What is being asked:
Restate word for word every line from the one containing "of the textured" to the last line of the records below.

Extracted data START

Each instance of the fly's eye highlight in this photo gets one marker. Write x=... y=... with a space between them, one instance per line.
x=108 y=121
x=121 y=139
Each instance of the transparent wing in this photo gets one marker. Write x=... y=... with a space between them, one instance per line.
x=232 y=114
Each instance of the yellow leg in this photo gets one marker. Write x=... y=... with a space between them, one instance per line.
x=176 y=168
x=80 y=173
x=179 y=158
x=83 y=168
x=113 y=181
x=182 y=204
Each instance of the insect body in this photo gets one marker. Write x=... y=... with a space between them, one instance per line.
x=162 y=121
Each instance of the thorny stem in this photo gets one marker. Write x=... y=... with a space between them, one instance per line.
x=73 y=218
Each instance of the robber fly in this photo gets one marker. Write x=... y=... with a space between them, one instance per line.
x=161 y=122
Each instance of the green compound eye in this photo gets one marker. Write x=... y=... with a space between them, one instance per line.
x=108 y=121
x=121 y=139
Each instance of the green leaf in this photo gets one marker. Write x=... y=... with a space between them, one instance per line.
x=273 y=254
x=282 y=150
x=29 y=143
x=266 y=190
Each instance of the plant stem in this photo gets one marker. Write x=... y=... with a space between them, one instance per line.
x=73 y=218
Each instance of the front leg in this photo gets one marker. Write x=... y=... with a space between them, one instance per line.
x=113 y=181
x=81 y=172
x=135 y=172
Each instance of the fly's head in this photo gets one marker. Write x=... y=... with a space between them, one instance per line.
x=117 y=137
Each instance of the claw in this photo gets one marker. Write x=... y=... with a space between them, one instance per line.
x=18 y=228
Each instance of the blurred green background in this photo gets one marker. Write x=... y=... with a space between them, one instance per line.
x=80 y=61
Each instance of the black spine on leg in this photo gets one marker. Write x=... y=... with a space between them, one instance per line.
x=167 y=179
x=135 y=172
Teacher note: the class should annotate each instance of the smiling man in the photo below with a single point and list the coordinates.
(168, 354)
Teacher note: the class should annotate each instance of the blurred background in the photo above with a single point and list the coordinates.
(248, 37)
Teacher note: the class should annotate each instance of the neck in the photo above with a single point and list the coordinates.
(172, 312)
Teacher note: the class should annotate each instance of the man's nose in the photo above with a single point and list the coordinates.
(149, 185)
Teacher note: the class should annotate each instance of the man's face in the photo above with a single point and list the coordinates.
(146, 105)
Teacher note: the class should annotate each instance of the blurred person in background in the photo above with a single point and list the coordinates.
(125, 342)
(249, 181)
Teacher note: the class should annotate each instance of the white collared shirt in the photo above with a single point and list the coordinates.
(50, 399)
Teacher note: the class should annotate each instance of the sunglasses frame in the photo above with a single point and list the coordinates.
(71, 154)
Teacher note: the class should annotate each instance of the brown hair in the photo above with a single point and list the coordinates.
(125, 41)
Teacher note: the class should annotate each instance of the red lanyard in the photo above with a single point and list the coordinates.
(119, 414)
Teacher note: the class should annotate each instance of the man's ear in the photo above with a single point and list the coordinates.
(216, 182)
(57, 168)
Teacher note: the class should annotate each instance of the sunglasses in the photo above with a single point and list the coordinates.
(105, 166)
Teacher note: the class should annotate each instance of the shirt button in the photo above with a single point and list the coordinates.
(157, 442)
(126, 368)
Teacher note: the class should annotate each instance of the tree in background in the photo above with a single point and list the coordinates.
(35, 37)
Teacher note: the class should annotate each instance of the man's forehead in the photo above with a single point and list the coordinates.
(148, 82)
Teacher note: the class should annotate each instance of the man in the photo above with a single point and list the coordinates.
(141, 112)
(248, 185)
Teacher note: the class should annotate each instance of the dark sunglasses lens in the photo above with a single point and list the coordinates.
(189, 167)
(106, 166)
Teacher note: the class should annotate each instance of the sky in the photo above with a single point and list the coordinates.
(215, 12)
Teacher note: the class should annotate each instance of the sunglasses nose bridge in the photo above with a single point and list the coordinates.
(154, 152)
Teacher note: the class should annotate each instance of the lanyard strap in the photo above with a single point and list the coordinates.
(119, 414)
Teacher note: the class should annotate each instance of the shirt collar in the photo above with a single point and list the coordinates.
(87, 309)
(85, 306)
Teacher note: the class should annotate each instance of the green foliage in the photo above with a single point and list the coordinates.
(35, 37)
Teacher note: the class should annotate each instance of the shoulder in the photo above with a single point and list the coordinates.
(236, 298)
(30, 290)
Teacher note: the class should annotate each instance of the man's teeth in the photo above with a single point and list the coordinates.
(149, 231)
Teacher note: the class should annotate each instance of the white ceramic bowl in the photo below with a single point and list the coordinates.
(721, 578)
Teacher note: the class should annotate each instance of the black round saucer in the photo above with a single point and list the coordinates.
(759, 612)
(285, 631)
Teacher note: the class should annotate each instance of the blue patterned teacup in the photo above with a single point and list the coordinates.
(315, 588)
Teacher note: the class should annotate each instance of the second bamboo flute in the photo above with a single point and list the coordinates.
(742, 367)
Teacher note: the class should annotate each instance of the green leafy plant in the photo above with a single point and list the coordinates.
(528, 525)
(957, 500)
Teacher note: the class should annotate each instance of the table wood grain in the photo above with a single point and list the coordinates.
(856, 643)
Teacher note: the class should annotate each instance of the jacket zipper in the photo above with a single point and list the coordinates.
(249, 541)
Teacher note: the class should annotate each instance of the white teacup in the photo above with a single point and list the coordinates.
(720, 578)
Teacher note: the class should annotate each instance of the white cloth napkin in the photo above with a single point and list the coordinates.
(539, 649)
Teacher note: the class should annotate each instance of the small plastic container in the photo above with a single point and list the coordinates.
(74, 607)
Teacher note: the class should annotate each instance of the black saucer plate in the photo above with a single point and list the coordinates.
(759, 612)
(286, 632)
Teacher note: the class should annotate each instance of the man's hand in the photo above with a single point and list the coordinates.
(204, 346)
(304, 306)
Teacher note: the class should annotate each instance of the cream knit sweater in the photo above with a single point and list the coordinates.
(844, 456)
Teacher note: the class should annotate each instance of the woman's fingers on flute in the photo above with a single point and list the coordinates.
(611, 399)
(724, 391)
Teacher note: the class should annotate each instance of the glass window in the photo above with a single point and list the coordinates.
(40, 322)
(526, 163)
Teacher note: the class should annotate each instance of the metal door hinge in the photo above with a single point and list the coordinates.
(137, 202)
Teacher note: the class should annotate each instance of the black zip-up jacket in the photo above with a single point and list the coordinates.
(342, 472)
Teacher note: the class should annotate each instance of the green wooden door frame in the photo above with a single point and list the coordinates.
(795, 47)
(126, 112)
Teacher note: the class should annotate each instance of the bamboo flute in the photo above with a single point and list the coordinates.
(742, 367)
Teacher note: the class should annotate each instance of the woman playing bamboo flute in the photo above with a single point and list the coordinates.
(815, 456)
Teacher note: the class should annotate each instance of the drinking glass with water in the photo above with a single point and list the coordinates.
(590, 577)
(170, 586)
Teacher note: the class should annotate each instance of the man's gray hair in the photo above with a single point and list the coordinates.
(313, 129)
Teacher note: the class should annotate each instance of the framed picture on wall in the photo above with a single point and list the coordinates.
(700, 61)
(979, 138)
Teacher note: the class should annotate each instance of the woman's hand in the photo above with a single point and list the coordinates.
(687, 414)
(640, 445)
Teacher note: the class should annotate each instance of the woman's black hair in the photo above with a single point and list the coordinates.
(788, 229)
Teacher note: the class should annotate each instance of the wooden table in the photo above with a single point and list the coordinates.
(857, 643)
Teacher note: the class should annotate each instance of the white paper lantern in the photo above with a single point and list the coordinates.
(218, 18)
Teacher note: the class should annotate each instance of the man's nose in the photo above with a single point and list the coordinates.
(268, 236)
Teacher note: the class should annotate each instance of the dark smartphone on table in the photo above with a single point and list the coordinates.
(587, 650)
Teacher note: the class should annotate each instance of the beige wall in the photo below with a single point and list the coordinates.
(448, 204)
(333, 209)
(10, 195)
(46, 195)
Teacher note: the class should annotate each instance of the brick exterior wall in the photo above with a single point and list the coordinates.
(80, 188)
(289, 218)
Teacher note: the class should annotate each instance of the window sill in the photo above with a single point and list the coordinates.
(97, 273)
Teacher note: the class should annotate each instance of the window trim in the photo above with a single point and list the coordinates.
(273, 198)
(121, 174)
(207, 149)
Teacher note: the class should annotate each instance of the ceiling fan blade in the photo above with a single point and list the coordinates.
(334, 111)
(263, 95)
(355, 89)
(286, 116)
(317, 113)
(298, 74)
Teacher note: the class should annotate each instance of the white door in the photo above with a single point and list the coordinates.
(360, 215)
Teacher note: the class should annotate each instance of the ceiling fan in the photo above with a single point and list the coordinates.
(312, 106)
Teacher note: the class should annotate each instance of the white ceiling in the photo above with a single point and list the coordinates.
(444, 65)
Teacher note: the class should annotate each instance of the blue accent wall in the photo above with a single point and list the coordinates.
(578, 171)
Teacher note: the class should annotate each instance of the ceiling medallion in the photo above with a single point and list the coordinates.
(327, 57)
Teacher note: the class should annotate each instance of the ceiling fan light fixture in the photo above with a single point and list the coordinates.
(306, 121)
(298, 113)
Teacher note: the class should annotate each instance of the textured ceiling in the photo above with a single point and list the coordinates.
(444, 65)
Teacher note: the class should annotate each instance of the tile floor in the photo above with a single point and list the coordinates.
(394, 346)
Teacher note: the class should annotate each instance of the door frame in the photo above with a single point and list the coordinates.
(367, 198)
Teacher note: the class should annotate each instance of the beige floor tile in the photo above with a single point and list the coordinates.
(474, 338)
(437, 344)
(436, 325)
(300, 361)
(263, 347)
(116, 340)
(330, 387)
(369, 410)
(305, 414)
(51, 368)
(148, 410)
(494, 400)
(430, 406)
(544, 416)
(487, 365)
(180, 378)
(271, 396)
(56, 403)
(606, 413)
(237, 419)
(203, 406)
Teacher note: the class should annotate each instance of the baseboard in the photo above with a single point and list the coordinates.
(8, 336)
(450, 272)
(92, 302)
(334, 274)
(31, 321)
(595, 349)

Extracted data END

Expected output:
Teacher note: the class should annotate each instance of the textured ceiling in the photo above with a single point and list the coordinates.
(444, 65)
Teacher note: the class should annotate each instance of the tile floor in the photo above with a single point and list the coordinates.
(394, 346)
Teacher note: the class should annotate each instance of the door frame in the photo above with a single point and list the coordinates.
(367, 198)
Teacher note: the class should annotate each instance of the beige floor tile in the photo above with a single point and list the coordinates.
(474, 338)
(437, 344)
(436, 325)
(300, 361)
(263, 347)
(116, 340)
(330, 387)
(369, 410)
(305, 414)
(51, 368)
(148, 410)
(494, 400)
(430, 406)
(544, 416)
(487, 365)
(180, 378)
(271, 396)
(56, 403)
(606, 413)
(237, 419)
(203, 406)
Teacher note: the class should annotate each instance of the baseboard in the photo above with a single point and list the coordinates.
(8, 336)
(450, 272)
(92, 302)
(334, 274)
(31, 321)
(595, 349)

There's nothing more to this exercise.